(MATERIAL FOR THIS EXERCISE Opens)

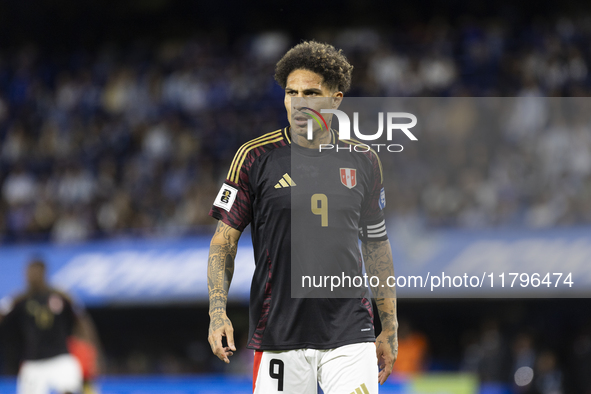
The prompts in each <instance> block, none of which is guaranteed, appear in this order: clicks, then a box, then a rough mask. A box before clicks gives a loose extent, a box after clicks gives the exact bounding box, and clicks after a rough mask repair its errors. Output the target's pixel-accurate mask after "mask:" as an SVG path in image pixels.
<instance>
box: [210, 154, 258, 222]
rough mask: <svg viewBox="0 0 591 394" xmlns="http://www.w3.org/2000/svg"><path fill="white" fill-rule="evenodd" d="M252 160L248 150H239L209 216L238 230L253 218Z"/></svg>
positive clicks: (232, 163)
mask: <svg viewBox="0 0 591 394" xmlns="http://www.w3.org/2000/svg"><path fill="white" fill-rule="evenodd" d="M241 155H244V157H242V156H241ZM251 161H252V158H251V157H250V154H249V153H248V152H246V153H245V152H243V150H242V148H241V149H239V150H238V153H236V156H235V157H234V160H233V161H232V165H231V167H230V171H229V172H228V177H227V178H226V180H225V181H224V183H223V184H222V187H221V188H220V191H219V192H218V195H217V196H216V198H215V201H214V202H213V206H212V207H211V210H210V211H209V216H212V217H214V218H216V219H218V220H221V221H222V222H224V223H225V224H227V225H228V226H230V227H232V228H235V229H236V230H238V231H243V230H244V228H245V227H246V226H248V224H249V223H250V222H251V220H252V194H251V188H250V184H249V179H250V163H251Z"/></svg>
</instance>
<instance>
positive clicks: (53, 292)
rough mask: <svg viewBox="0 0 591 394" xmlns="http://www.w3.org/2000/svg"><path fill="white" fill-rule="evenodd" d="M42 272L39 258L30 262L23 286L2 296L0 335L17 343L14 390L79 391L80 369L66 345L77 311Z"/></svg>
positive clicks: (71, 328)
mask: <svg viewBox="0 0 591 394" xmlns="http://www.w3.org/2000/svg"><path fill="white" fill-rule="evenodd" d="M45 273H46V266H45V263H44V262H43V261H42V260H40V259H34V260H33V261H31V262H30V263H29V265H28V266H27V289H26V291H25V292H24V293H23V294H22V295H19V296H17V297H16V298H14V300H4V301H3V303H2V310H1V311H0V328H1V329H2V331H3V334H5V335H10V337H11V338H14V339H15V344H16V345H17V346H19V353H20V359H21V361H22V364H21V366H20V369H19V373H18V379H17V394H49V393H50V392H52V390H53V392H58V393H63V394H67V393H72V394H73V393H80V392H82V368H81V366H80V363H79V362H78V360H77V359H76V358H75V357H74V356H72V355H71V354H70V353H69V351H68V345H67V341H68V337H69V336H70V335H72V333H73V331H74V328H75V327H76V326H77V325H78V324H80V317H79V316H80V314H79V313H78V312H76V311H75V307H74V305H73V303H72V301H71V299H70V298H69V297H68V296H67V295H66V294H64V293H62V292H60V291H57V290H55V289H52V288H51V287H50V286H49V285H48V283H47V282H46V279H45Z"/></svg>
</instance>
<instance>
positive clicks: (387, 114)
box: [303, 107, 417, 141]
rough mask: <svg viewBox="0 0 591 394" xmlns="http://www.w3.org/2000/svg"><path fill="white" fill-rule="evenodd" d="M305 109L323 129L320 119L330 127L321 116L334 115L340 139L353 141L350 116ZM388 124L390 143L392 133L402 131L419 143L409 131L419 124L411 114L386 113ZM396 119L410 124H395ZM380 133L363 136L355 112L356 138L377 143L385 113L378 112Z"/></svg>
mask: <svg viewBox="0 0 591 394" xmlns="http://www.w3.org/2000/svg"><path fill="white" fill-rule="evenodd" d="M303 109H306V110H310V111H312V112H313V113H312V114H307V115H310V116H311V117H312V118H313V119H314V120H315V121H316V123H318V125H319V126H320V128H321V129H322V124H321V123H320V119H322V122H323V123H324V126H325V127H326V129H328V126H327V124H326V120H325V119H324V117H323V116H322V115H321V114H333V115H336V117H337V119H338V120H339V139H340V140H350V139H351V120H350V119H349V116H348V115H347V114H346V113H344V112H343V111H340V110H338V109H321V110H320V113H319V112H318V111H315V110H313V109H312V108H308V107H304V108H303ZM386 118H387V124H386V133H387V134H386V138H387V139H388V141H390V140H392V132H393V131H394V130H400V131H402V132H403V133H404V134H405V135H406V136H407V137H408V138H409V139H410V140H411V141H417V137H415V135H414V134H413V133H411V131H410V130H409V129H411V128H413V127H414V126H416V124H417V117H416V116H415V115H413V114H411V113H409V112H387V113H386ZM396 118H406V119H409V120H410V122H409V123H402V124H400V123H394V122H393V120H394V119H396ZM378 122H379V123H378V131H377V132H376V133H375V134H370V135H367V134H362V133H361V132H360V131H359V112H353V133H355V136H356V137H357V138H358V139H360V140H362V141H375V140H377V139H378V138H380V137H381V136H382V134H383V132H384V113H383V112H378ZM307 138H308V140H312V139H313V122H312V119H308V137H307Z"/></svg>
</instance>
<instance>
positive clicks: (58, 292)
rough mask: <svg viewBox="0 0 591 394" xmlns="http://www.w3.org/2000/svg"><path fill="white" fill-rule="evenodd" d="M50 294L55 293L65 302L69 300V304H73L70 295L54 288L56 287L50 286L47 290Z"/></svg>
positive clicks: (63, 291) (55, 288)
mask: <svg viewBox="0 0 591 394" xmlns="http://www.w3.org/2000/svg"><path fill="white" fill-rule="evenodd" d="M49 294H50V295H52V294H53V295H56V296H58V297H60V298H61V299H63V300H64V301H66V302H69V303H70V304H74V300H73V298H72V296H70V295H69V294H68V293H66V292H65V291H63V290H61V289H56V288H51V289H50V291H49Z"/></svg>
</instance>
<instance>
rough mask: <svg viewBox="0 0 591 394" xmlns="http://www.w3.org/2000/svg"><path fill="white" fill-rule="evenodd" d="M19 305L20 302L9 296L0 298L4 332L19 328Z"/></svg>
mask: <svg viewBox="0 0 591 394" xmlns="http://www.w3.org/2000/svg"><path fill="white" fill-rule="evenodd" d="M18 306H19V305H18V303H16V302H15V301H13V300H12V299H10V298H8V297H6V298H3V299H2V300H0V330H2V331H4V333H8V332H14V331H16V330H17V324H18V318H17V315H18V313H19V312H20V309H19V308H18Z"/></svg>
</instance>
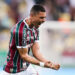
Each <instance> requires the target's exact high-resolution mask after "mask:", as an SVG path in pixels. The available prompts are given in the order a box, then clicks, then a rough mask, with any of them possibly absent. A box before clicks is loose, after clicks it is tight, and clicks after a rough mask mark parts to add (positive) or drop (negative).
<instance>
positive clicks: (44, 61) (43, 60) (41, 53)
mask: <svg viewBox="0 0 75 75" xmlns="http://www.w3.org/2000/svg"><path fill="white" fill-rule="evenodd" d="M35 57H36V58H37V59H38V60H39V61H41V62H46V61H47V60H46V59H45V58H44V56H43V55H42V53H41V52H37V54H35Z"/></svg>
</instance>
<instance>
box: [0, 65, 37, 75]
mask: <svg viewBox="0 0 75 75" xmlns="http://www.w3.org/2000/svg"><path fill="white" fill-rule="evenodd" d="M0 75H38V72H37V71H36V70H35V69H34V68H33V66H32V65H31V64H30V65H29V67H28V68H27V70H25V71H22V72H19V73H14V74H11V73H7V72H5V71H1V73H0Z"/></svg>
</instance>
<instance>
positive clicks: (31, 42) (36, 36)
mask: <svg viewBox="0 0 75 75" xmlns="http://www.w3.org/2000/svg"><path fill="white" fill-rule="evenodd" d="M37 37H38V31H37V30H35V29H32V30H28V29H25V31H24V38H25V40H26V42H27V43H28V44H30V43H33V42H34V41H35V40H36V39H37Z"/></svg>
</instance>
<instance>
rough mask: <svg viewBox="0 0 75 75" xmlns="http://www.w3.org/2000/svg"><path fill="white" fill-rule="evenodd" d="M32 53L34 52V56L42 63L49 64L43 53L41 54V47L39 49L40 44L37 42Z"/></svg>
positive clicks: (36, 42)
mask: <svg viewBox="0 0 75 75" xmlns="http://www.w3.org/2000/svg"><path fill="white" fill-rule="evenodd" d="M32 52H33V55H34V56H35V57H36V58H37V59H38V60H39V61H41V62H48V60H46V59H45V58H44V56H43V55H42V53H41V52H40V47H39V44H38V42H35V43H34V44H33V46H32Z"/></svg>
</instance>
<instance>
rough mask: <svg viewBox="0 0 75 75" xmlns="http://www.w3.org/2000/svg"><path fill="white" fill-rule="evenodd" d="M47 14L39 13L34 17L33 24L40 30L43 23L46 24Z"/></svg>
mask: <svg viewBox="0 0 75 75" xmlns="http://www.w3.org/2000/svg"><path fill="white" fill-rule="evenodd" d="M45 18H46V12H39V13H37V14H36V15H34V16H33V23H34V26H35V27H36V28H38V27H39V26H40V25H41V24H42V23H43V22H45Z"/></svg>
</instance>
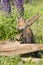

(MATERIAL FOR THIS EXERCISE Closes)

TASK DESCRIPTION:
Extract the lines from the start of the records through the line that contains "160L248 150H239L209 216L238", including both ends. Leave the pictures out of your answer.

EXPECTED OUTPUT:
The prompts in each <instance> block, none of which is guaranteed, appear in this order: clicks, then a box, then a rough mask. A box before clicks gives a loose extent, a box after clicks gives the exact bounding box, and clicks after a rough mask repair its errors. Output the target's pixel-accurate mask after "mask:" as an SVG path in image pixels.
<instance>
box: [210, 154, 258, 222]
rough mask: <svg viewBox="0 0 591 394" xmlns="http://www.w3.org/2000/svg"><path fill="white" fill-rule="evenodd" d="M252 160L248 150H239L209 216L238 230L253 218Z"/></svg>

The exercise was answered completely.